**Task inputs**

-*-

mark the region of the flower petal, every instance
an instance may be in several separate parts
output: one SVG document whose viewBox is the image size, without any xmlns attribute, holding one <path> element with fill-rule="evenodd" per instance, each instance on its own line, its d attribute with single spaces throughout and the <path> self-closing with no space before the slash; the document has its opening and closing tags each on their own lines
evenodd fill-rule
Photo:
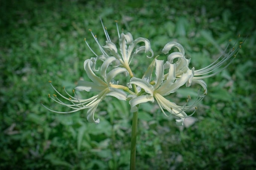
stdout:
<svg viewBox="0 0 256 170">
<path fill-rule="evenodd" d="M 172 63 L 174 59 L 178 58 L 175 62 L 176 64 L 176 76 L 180 76 L 186 73 L 189 69 L 190 59 L 186 58 L 185 56 L 180 52 L 174 52 L 168 56 L 168 61 Z"/>
<path fill-rule="evenodd" d="M 92 64 L 92 61 L 90 59 L 87 59 L 84 61 L 84 66 L 87 75 L 92 81 L 96 84 L 102 86 L 107 86 L 107 84 L 104 81 L 99 77 L 96 76 L 94 73 L 91 67 L 91 64 Z"/>
<path fill-rule="evenodd" d="M 154 97 L 151 95 L 143 95 L 136 97 L 131 99 L 129 102 L 131 105 L 131 111 L 135 112 L 138 110 L 136 105 L 140 103 L 146 103 L 148 101 L 153 102 L 154 101 Z"/>
<path fill-rule="evenodd" d="M 192 79 L 192 80 L 193 81 L 193 82 L 199 84 L 204 88 L 204 95 L 207 94 L 207 85 L 204 81 L 202 79 L 194 80 L 194 79 Z"/>
<path fill-rule="evenodd" d="M 93 82 L 80 80 L 75 89 L 79 91 L 99 91 L 105 88 L 105 86 L 99 85 Z"/>
<path fill-rule="evenodd" d="M 142 46 L 143 47 L 142 48 L 140 48 L 139 47 L 137 49 L 136 49 L 136 51 L 139 50 L 139 51 L 141 50 L 142 49 L 145 48 L 145 53 L 146 53 L 148 52 L 148 51 L 149 51 L 151 49 L 150 46 L 150 42 L 148 39 L 144 38 L 142 38 L 141 37 L 136 39 L 134 41 L 133 41 L 133 42 L 131 43 L 129 46 L 128 49 L 127 49 L 128 58 L 127 58 L 126 59 L 126 60 L 127 60 L 128 63 L 130 62 L 129 61 L 131 55 L 131 53 L 133 51 L 134 48 L 135 48 L 136 45 L 138 43 L 140 42 L 143 42 L 144 43 L 145 43 L 145 46 Z"/>
<path fill-rule="evenodd" d="M 101 100 L 98 101 L 97 103 L 92 107 L 90 108 L 87 111 L 87 120 L 90 123 L 95 123 L 96 124 L 99 123 L 99 119 L 98 118 L 96 120 L 94 119 L 94 113 L 97 109 L 99 103 Z"/>
<path fill-rule="evenodd" d="M 148 68 L 148 69 L 147 69 L 146 72 L 145 72 L 143 76 L 142 76 L 142 79 L 149 83 L 150 82 L 150 81 L 151 81 L 151 78 L 152 76 L 152 73 L 153 73 L 153 71 L 154 70 L 155 66 L 155 60 L 153 60 Z"/>
<path fill-rule="evenodd" d="M 120 52 L 121 53 L 122 57 L 123 58 L 123 61 L 125 63 L 128 64 L 128 61 L 126 57 L 127 49 L 127 46 L 126 44 L 127 42 L 125 39 L 125 34 L 123 33 L 122 33 L 121 34 L 121 35 L 120 35 L 120 38 L 119 39 L 119 45 L 120 46 Z"/>
<path fill-rule="evenodd" d="M 106 48 L 110 51 L 113 53 L 117 53 L 117 49 L 116 48 L 116 46 L 115 45 L 115 44 L 113 42 L 106 41 L 106 45 L 103 46 L 105 48 Z"/>
<path fill-rule="evenodd" d="M 126 73 L 125 76 L 128 75 L 128 71 L 125 68 L 117 67 L 114 69 L 107 74 L 106 81 L 109 84 L 117 75 L 123 72 Z"/>
<path fill-rule="evenodd" d="M 172 48 L 175 47 L 178 48 L 179 51 L 183 55 L 185 55 L 185 51 L 181 45 L 179 43 L 174 42 L 169 42 L 167 43 L 164 47 L 162 50 L 162 52 L 165 54 L 166 54 L 169 52 L 169 51 Z"/>
<path fill-rule="evenodd" d="M 156 84 L 155 89 L 157 89 L 160 85 L 163 82 L 165 79 L 164 75 L 164 68 L 163 67 L 163 60 L 155 60 L 155 80 Z"/>
<path fill-rule="evenodd" d="M 127 94 L 120 89 L 110 87 L 110 91 L 106 94 L 106 95 L 113 96 L 122 100 L 126 100 Z"/>
<path fill-rule="evenodd" d="M 173 64 L 170 64 L 166 62 L 165 65 L 169 65 L 169 70 L 166 78 L 166 80 L 163 82 L 161 86 L 158 88 L 157 91 L 160 94 L 164 93 L 164 92 L 168 91 L 172 87 L 176 79 L 175 76 L 175 65 Z"/>
<path fill-rule="evenodd" d="M 108 69 L 108 67 L 109 65 L 113 62 L 114 61 L 119 61 L 116 60 L 115 58 L 113 57 L 110 57 L 107 58 L 105 61 L 104 61 L 103 63 L 101 65 L 101 74 L 102 76 L 102 77 L 104 79 L 104 80 L 107 82 L 107 76 L 106 76 L 106 72 L 107 70 Z"/>
<path fill-rule="evenodd" d="M 163 96 L 166 95 L 170 93 L 175 92 L 181 86 L 183 86 L 187 80 L 191 76 L 191 75 L 184 74 L 181 77 L 177 79 L 168 89 L 166 88 L 159 88 L 157 90 L 157 92 Z"/>
<path fill-rule="evenodd" d="M 134 84 L 144 89 L 146 92 L 153 95 L 154 87 L 145 80 L 133 77 L 131 79 L 130 83 Z"/>
</svg>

-*-

**Written task**
Copy the listing above word for word, leaving out the pictures.

**Response to this task**
mark the region of the flower petal, every instance
an instance may be in several separate parts
output: one SVG document whose viewBox is the image size, without any xmlns attribute, holding one <path> element with fill-rule="evenodd" per instance, each instance on its own line, its d attribute with single spaces throughout and the <path> self-closing with no space before the slash; the document has its opening and closing tags each on their own lines
evenodd fill-rule
Photo:
stdout:
<svg viewBox="0 0 256 170">
<path fill-rule="evenodd" d="M 172 63 L 174 59 L 178 58 L 175 62 L 176 64 L 176 76 L 180 76 L 186 73 L 189 69 L 190 59 L 186 58 L 185 56 L 180 52 L 174 52 L 168 56 L 168 61 Z"/>
<path fill-rule="evenodd" d="M 92 64 L 92 61 L 90 59 L 87 59 L 84 61 L 84 66 L 87 75 L 92 81 L 96 84 L 102 86 L 107 86 L 107 84 L 104 81 L 99 77 L 96 76 L 94 73 L 91 67 L 91 64 Z"/>
<path fill-rule="evenodd" d="M 154 97 L 151 95 L 143 95 L 136 97 L 131 99 L 129 102 L 131 105 L 131 111 L 135 112 L 138 110 L 136 105 L 140 103 L 146 103 L 148 101 L 153 102 L 154 101 Z"/>
<path fill-rule="evenodd" d="M 192 79 L 192 80 L 193 81 L 193 82 L 199 84 L 204 88 L 204 95 L 207 94 L 207 85 L 204 81 L 202 79 L 194 80 L 194 79 Z"/>
<path fill-rule="evenodd" d="M 93 82 L 80 80 L 75 89 L 79 91 L 99 91 L 105 88 L 105 86 L 99 85 Z"/>
<path fill-rule="evenodd" d="M 142 46 L 143 47 L 142 48 L 140 48 L 139 47 L 137 49 L 136 49 L 136 51 L 139 50 L 139 51 L 141 50 L 142 49 L 145 48 L 145 53 L 146 53 L 148 52 L 148 51 L 149 51 L 151 49 L 150 46 L 150 42 L 148 39 L 144 38 L 142 38 L 141 37 L 136 39 L 134 41 L 133 41 L 133 42 L 131 43 L 129 46 L 128 49 L 127 49 L 128 58 L 127 58 L 126 59 L 126 60 L 127 60 L 128 63 L 130 62 L 129 61 L 131 55 L 131 53 L 133 51 L 134 48 L 135 48 L 136 45 L 138 43 L 140 42 L 143 42 L 144 43 L 145 43 L 145 46 Z"/>
<path fill-rule="evenodd" d="M 101 100 L 98 101 L 97 103 L 92 107 L 90 108 L 87 111 L 87 120 L 90 123 L 95 123 L 96 124 L 99 123 L 99 119 L 98 118 L 96 120 L 94 119 L 94 113 L 97 109 L 99 103 Z"/>
<path fill-rule="evenodd" d="M 148 68 L 148 69 L 147 69 L 146 72 L 145 72 L 143 76 L 142 76 L 142 79 L 149 83 L 150 82 L 150 81 L 151 81 L 151 78 L 152 76 L 152 73 L 153 73 L 153 71 L 154 70 L 155 66 L 155 60 L 153 60 Z"/>
<path fill-rule="evenodd" d="M 120 52 L 121 53 L 122 57 L 123 58 L 123 61 L 125 63 L 128 64 L 128 61 L 126 57 L 127 49 L 127 46 L 126 44 L 127 42 L 125 39 L 125 34 L 123 33 L 122 33 L 121 34 L 121 35 L 120 35 L 120 38 L 119 39 L 119 45 L 120 46 Z"/>
<path fill-rule="evenodd" d="M 106 48 L 110 51 L 113 53 L 117 53 L 117 49 L 116 48 L 116 46 L 115 45 L 115 44 L 113 42 L 106 41 L 106 45 L 103 46 L 105 48 Z"/>
<path fill-rule="evenodd" d="M 126 73 L 125 76 L 128 75 L 128 71 L 125 68 L 117 67 L 114 69 L 107 74 L 106 81 L 109 84 L 117 75 L 123 72 Z"/>
<path fill-rule="evenodd" d="M 172 48 L 175 47 L 178 48 L 179 51 L 183 55 L 185 55 L 185 51 L 181 45 L 179 43 L 174 42 L 169 42 L 167 43 L 164 47 L 162 50 L 162 52 L 165 54 L 166 54 L 169 52 L 169 51 Z"/>
<path fill-rule="evenodd" d="M 156 84 L 155 89 L 157 89 L 160 85 L 163 82 L 165 79 L 164 75 L 164 68 L 163 67 L 163 60 L 155 60 L 155 80 Z"/>
<path fill-rule="evenodd" d="M 127 94 L 120 89 L 110 87 L 110 91 L 106 94 L 106 95 L 113 96 L 122 100 L 126 100 Z"/>
<path fill-rule="evenodd" d="M 173 64 L 170 64 L 166 62 L 165 65 L 169 65 L 169 70 L 166 78 L 166 80 L 163 82 L 161 86 L 158 88 L 157 91 L 160 94 L 164 93 L 164 92 L 168 91 L 172 87 L 176 79 L 175 76 L 175 65 Z"/>
<path fill-rule="evenodd" d="M 108 69 L 108 67 L 109 65 L 113 62 L 114 61 L 119 61 L 116 60 L 115 58 L 113 57 L 110 57 L 107 58 L 105 61 L 104 61 L 103 63 L 101 65 L 101 74 L 102 76 L 102 77 L 104 79 L 104 80 L 107 82 L 107 76 L 106 76 L 106 72 L 107 70 Z"/>
<path fill-rule="evenodd" d="M 163 96 L 166 95 L 170 93 L 175 92 L 181 86 L 183 86 L 187 80 L 191 76 L 191 75 L 184 74 L 181 77 L 177 79 L 168 89 L 166 88 L 159 88 L 157 90 L 157 92 Z"/>
<path fill-rule="evenodd" d="M 134 84 L 144 89 L 146 92 L 153 95 L 154 87 L 145 80 L 133 77 L 131 79 L 130 83 Z"/>
</svg>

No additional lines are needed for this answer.